◆ **Written task**: Change every occurrence of "Behaviour note" to "Usage note" in the records below, and keep every other line and character the same.

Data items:
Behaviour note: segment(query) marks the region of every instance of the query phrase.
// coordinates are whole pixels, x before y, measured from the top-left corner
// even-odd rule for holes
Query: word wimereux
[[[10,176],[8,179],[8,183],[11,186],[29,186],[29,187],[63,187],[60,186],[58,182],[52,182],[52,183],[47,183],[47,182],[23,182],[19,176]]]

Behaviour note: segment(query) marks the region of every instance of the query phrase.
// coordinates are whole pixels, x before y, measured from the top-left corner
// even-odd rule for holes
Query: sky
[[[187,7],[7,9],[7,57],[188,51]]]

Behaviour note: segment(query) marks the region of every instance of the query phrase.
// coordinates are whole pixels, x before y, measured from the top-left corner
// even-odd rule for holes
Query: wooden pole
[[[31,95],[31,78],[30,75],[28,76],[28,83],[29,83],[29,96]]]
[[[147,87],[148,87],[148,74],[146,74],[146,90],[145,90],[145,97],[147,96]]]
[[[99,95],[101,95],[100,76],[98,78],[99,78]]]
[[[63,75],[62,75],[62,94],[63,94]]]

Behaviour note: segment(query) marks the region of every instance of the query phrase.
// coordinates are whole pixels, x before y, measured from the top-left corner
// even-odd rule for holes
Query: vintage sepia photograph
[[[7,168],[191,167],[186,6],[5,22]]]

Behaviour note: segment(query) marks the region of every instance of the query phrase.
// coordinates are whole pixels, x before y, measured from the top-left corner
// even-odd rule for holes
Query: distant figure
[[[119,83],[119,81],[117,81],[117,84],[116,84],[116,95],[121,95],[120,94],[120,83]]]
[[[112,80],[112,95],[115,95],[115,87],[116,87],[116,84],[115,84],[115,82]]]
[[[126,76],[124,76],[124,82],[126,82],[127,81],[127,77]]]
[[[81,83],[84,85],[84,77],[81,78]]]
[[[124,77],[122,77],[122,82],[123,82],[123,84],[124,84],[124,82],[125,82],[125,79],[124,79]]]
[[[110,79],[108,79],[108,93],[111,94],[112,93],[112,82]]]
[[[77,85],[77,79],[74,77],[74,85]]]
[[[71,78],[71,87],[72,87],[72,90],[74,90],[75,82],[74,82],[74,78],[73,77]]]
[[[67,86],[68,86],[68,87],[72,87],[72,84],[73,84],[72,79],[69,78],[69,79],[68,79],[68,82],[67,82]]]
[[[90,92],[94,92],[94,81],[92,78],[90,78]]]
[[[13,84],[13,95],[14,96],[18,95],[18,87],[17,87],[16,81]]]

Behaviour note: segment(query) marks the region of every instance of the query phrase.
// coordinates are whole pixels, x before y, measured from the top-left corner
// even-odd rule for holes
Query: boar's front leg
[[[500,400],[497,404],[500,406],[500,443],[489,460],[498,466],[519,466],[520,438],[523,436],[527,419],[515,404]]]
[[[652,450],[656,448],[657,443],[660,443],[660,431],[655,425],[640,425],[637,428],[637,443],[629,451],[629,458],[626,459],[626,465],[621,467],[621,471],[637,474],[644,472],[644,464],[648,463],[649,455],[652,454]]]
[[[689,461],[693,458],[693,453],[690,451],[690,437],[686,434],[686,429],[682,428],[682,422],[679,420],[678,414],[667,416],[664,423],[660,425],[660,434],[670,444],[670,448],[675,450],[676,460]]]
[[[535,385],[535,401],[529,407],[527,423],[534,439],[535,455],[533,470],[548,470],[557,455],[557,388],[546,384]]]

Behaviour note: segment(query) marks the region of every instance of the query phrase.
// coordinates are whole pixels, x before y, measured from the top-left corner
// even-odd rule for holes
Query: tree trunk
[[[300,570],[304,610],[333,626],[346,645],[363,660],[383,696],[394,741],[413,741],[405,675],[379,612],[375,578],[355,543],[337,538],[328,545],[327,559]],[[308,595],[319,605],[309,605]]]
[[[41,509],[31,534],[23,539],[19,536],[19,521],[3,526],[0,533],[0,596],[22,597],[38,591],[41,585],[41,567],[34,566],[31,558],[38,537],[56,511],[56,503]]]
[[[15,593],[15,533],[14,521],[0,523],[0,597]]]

◆ **Response to the exercise**:
Usage note: segment(query) marks the region of every instance of the query phrase.
// coordinates are whole pixels, x before y, measured from the top-left corner
// even-odd rule for holes
Query: word wimereux
[[[10,176],[8,179],[8,183],[11,186],[29,186],[29,187],[63,187],[60,186],[58,182],[52,182],[52,183],[47,183],[47,182],[23,182],[19,176]]]

Usage note: segment(query) marks the region of every instance of the query phrase.
// coordinates are whole pixels, x before y, measured from the top-left corner
// even-odd rule for holes
Query: sky
[[[187,7],[7,9],[7,57],[188,51]]]

Usage note: segment(query) marks the region of every instance of the query phrase.
// coordinates are whole pixels, x before y, measured from the top-left corner
// even-odd rule for holes
Query: wooden pole
[[[31,95],[31,78],[30,75],[28,76],[28,83],[29,83],[29,96]]]
[[[147,87],[148,87],[148,74],[146,74],[146,90],[145,90],[145,97],[147,96]]]
[[[99,95],[101,95],[100,76],[98,78],[99,78]]]
[[[63,75],[62,75],[62,94],[63,94]]]

Usage note: segment(query) marks the region of every instance of the query phrase.
// coordinates are whole pixels, x before y, measured from the top-left corner
// even-odd rule for holes
Query: vintage sepia photograph
[[[7,168],[191,167],[186,6],[5,22]]]

Usage note: segment(query) marks the region of every instance of the query phrase.
// coordinates are whole pixels, x before y, measured from the top-left corner
// even-odd rule for holes
Query: distant figure
[[[119,83],[119,81],[117,81],[117,84],[116,84],[116,95],[121,95],[120,94],[120,83]]]
[[[112,80],[112,95],[115,95],[115,87],[116,87],[116,84],[115,84],[115,82]]]
[[[126,76],[124,76],[124,82],[126,82],[127,81],[127,77]]]
[[[81,83],[84,85],[84,77],[81,78]]]
[[[124,77],[122,77],[122,82],[123,82],[123,84],[124,84],[124,82],[125,82],[125,79],[124,79]]]
[[[110,79],[108,79],[108,93],[111,94],[112,93],[112,82]]]
[[[77,85],[77,79],[74,77],[74,85]]]
[[[71,78],[71,87],[72,87],[72,90],[74,90],[75,82],[74,82],[74,78],[73,77]]]
[[[67,86],[68,86],[68,87],[72,87],[72,84],[73,84],[72,79],[69,78],[69,79],[68,79],[68,82],[67,82]]]
[[[90,92],[94,92],[94,81],[92,78],[90,78]]]
[[[13,84],[13,95],[14,96],[18,95],[18,87],[17,87],[16,81]]]

Usage note: segment(query) marks the region of every instance of the query phrase.
// coordinates are whole pixels, x before y, measured from the top-left corner
// even-odd rule for holes
Query: boar's front leg
[[[500,400],[497,404],[500,406],[500,443],[489,460],[498,466],[519,466],[520,438],[523,436],[527,419],[515,404]]]
[[[652,450],[656,448],[657,443],[660,443],[660,431],[655,425],[640,425],[637,428],[637,443],[629,451],[629,458],[626,459],[626,465],[621,467],[621,471],[637,474],[644,472],[644,464],[648,463],[649,455],[652,454]]]
[[[689,461],[693,458],[693,453],[690,451],[690,437],[686,434],[686,429],[682,428],[682,422],[679,420],[678,414],[667,416],[664,423],[660,425],[660,434],[670,444],[670,448],[675,450],[676,460]]]
[[[535,385],[535,401],[529,407],[527,423],[534,439],[535,455],[533,470],[548,470],[557,455],[557,388],[546,384]]]

Usage note: segment(query) marks the region of every instance of the query phrase.
// coordinates are whole pixels, x before y, measured from the top-left corner
// even-odd rule for holes
Query: tree trunk
[[[300,570],[304,610],[333,626],[346,645],[363,660],[383,696],[394,741],[413,741],[405,675],[379,612],[375,578],[355,543],[337,538],[328,545],[327,559]],[[308,595],[319,605],[309,605]]]
[[[41,509],[31,534],[23,539],[19,536],[19,521],[3,526],[0,533],[0,596],[22,597],[38,591],[41,585],[41,567],[34,566],[31,558],[38,537],[56,511],[56,503]]]
[[[15,593],[15,533],[14,521],[0,523],[0,597]]]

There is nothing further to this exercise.